**PASSAGE GIVEN:**
Run 'mount' (with no arguments) to see all the file systems currently mounted on your Linux VM. Several of them are RAM disks used for temporary file systems. You should be able to see where your sdaX partitions are mounted.

While a file system will typically be backed by a physical device represented in '/dev', it doesn't have to be. A file system can also be created using an ordinary file. This could be used to create an image to be written to an optical disk or a removable flash drive, or to simply explore file systems without having to install and partition a physical hard drive.

Run the following to create a FAT16 image file:

user@pc:~$ sudo mkdir /media/myimage
user@pc:~$ sudo mkdosfs -C -s 1 -S 512 -F 16 flash.img 5000
mkfs.fat 4.1 (2017-01-24)

**INSTRUCTIONS:**
A - Please list every option flag, with its value where one is given, that the passage on Linux file systems passes to mkdosfs in its command.
B - Using the passage on Linux file systems, explain why someone might create a file system from an ordinary file instead of a physical device in '/dev'.

**INFORMATION SUPPLIED:**
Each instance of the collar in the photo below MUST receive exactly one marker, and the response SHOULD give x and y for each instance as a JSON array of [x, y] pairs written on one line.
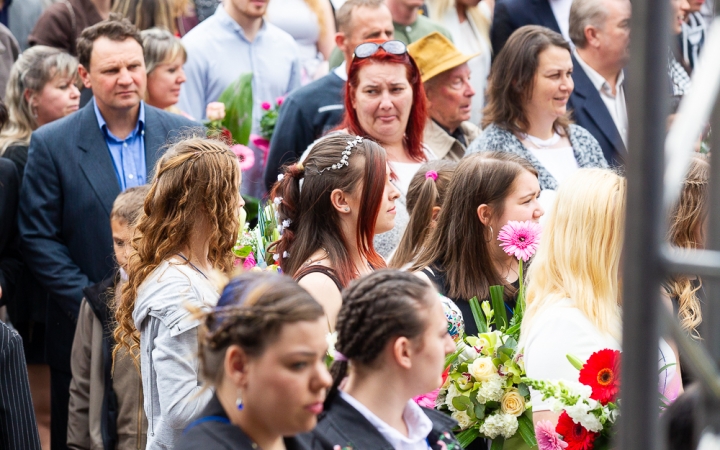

**ANSWERS BELOW:**
A -
-C
-s 1
-S 512
-F 16

B - A file system built in an ordinary file can serve as an image to be written to an optical disk or a removable flash drive. It also makes it possible to explore file systems without installing and partitioning a physical hard drive.